Latest El Portal Fire Update
11:40 p.m.: Mop-up operations have begun on the El Portal Fire, and some of the air resources assigned to other fires Friday. The final evacuation orders have been lifted, as residents of the Foresta community have returned to their homes.
The fire, which began July 26, has burned 4,518 acres, with 3,542 acres on U.S. Forest Service lands and 985 acres inside Yosemite National Park.
1:50 p.m. Friday: The El Portal Fire has scorched 4,198 acres, with containment holding at 58 percent as of Friday morning. There are 1,360 personnel assigned to the incident.
Residents of Foresta are expected to be allowed back to their homes at 3 p.m. today, with the area open to the general public Saturday afternoon.
11:30 p.m. Thursday: Favorable weather conditions led to progress on the El Portal Fire Thursday, as the blaze is now 58 percent contained, according to fire officials. The remaining evacuation order for the community of Foresta is expected to expire at 3 p.m. Friday, at which time residents will be allowed to return to their homes.

Data extract
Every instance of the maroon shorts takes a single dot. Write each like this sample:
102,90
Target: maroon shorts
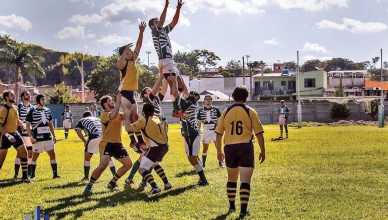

Task instructions
**a)** Answer each question from the El Portal Fire update, one per line and marked (i), (ii), (iii):
(i) On what date did the fire begin?
(ii) How many personnel were assigned to the incident as of the 1:50 p.m. Friday entry?
(iii) At what time were Foresta residents expected to be allowed back to their homes?
**b)** Continue the El Portal Fire update from the point where it stops.

Answers to each task
**a)**
(i) July 26
(ii) 1,360
(iii) 3 p.m. Friday

**b)**
The fire, which started on July 26, has scorched 4,198 acres near Yosemite National Park, and there are 1,194 personnel assigned to the incident. Total cost of fighting the fire has risen to $5.7 million.
The air attack on the fire Thursday pretreated fuels in an effort prevent spot fires in the northeastern portion of the fire. Mop up operations began Thursday and continued into the night.
The Merced Sequoia Grove, home to some of the world's largest and oldest trees, is threatened by the fire, although the blaze is still many miles from the area.
Information Phones: El Portal Fire Call Center is open from 7:00 A.M. to 9:00 P.M. every day: (209) 372-0327, (209) 372-0328, and (209) 372-0329.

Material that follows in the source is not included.